◆ PASSAGE ◆
..........

Squelette du pygmée de Tyson.

À l'exception de récits fantasmagoriques difficiles à interpréter, les grands singes (gibbons, orang-outans, gorilles et chimpanzés) semblent inconnus des Européens avant le XVIe siècle. Les premières mentions apparaissent dans les récits de voyageurs. Ainsi, le manuscrit (en) de Valentim Fernandes qui relate les premières découvertes portugaises mentionne la présence de singes anthropomorphes en Sierra Leone, qui sont certainement des chimpanzés[18]. D'après les dires du navigateur portuguais Duarte Lopez, retranscris par Filippo Pigafetta dans Le Royaume de Congo & les Contrées environnantes (1591), les chimpanzés qui peuplent le Congo ressemblent grandement à l'homme et peuvent imiter son comportement de façon remarquable[19].

Une première description du gorille est rapportée en 1626 par l'écrivain anglais Samuel Purchas qui relate le séjour de plusieurs années de son voisin Andrew Battel au Congo. Sous le nom de « pongo », il décrit un singe craint par les populations locales, ressemblant à l'homme dans ses proportions, mais bien plus grand et entièrement poilu. Battel raconte aussi qu'il est sociable, présente une face humaine, et se déplace vraisemblablement sur ses deux jambes[20].

..........

◆ CONSIGNE ◆
Prolongez le passage ci-dessus sur la découverte des grands singes par les Européens, à la suite de sa dernière phrase.

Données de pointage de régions
..........

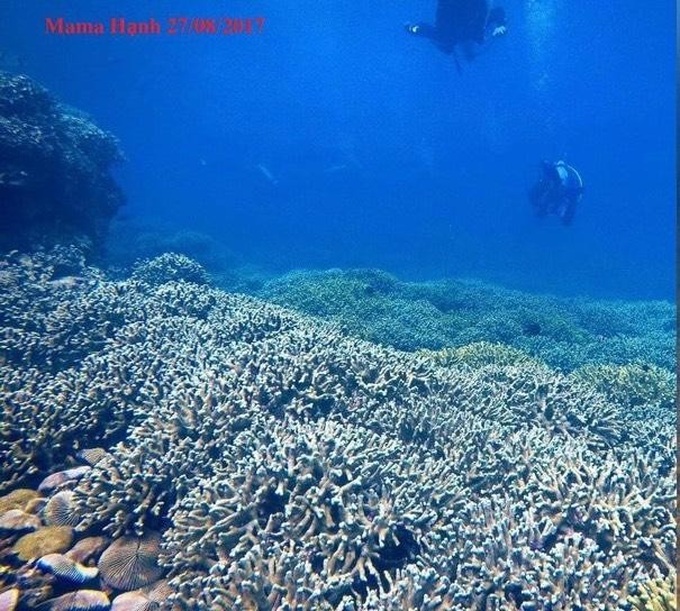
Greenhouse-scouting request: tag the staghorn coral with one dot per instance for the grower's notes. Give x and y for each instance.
(289, 465)
(170, 267)
(657, 595)
(638, 388)
(564, 333)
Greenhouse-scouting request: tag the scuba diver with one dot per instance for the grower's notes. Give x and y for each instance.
(558, 191)
(467, 24)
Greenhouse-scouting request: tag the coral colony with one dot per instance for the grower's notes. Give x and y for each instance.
(165, 444)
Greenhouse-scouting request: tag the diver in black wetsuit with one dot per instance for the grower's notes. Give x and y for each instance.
(558, 191)
(464, 24)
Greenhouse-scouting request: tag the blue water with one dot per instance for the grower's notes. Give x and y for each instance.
(381, 153)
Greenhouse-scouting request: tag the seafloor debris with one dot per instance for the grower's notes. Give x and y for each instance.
(276, 463)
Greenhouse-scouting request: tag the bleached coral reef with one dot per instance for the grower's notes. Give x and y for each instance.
(283, 464)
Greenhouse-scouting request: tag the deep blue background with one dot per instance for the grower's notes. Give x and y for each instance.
(436, 163)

..........

◆ RÉPONSE ◆
Quant à l'orang-outan, c'est le médecin néerlandais Jacques de Bondt, connu sous le nom de Bontius, qui en popularise le nom. En poste à Batavia pour la Compagnie néerlandaise des Indes orientales, il rapporte avoir vu certains de ces « hommes des forêts » (du malais orang, « homme », et hutan, « bois », rendu en latin par Homo sylvestris). Il remarque particulièrement une femelle, dont il fournit une gravure, qui semblait avoir de la pudeur, qui se couvrait de la main à l'approche d'hommes qu'elle ne connaissait pas, qui pleurait, qui gémissait, et à qui il ne manquait que la parole.

L'ouvrage le plus significatif de cette période, souvent considéré comme fondateur de la primatologie, est l'œuvre de l'anatomiste anglais Edward Tyson. En 1699, il publie une Anatomie d'un Pygmée (en), qu'il nomme orang-outang bien qu'il s'agisse en réalité d'un chimpanzé. Il dresse une liste détaillée des similitudes et différences anatomiques entre ce dernier et l'humain et souligne qu'il s'agit bien du « chaînon manquant » entre les singes et les hommes.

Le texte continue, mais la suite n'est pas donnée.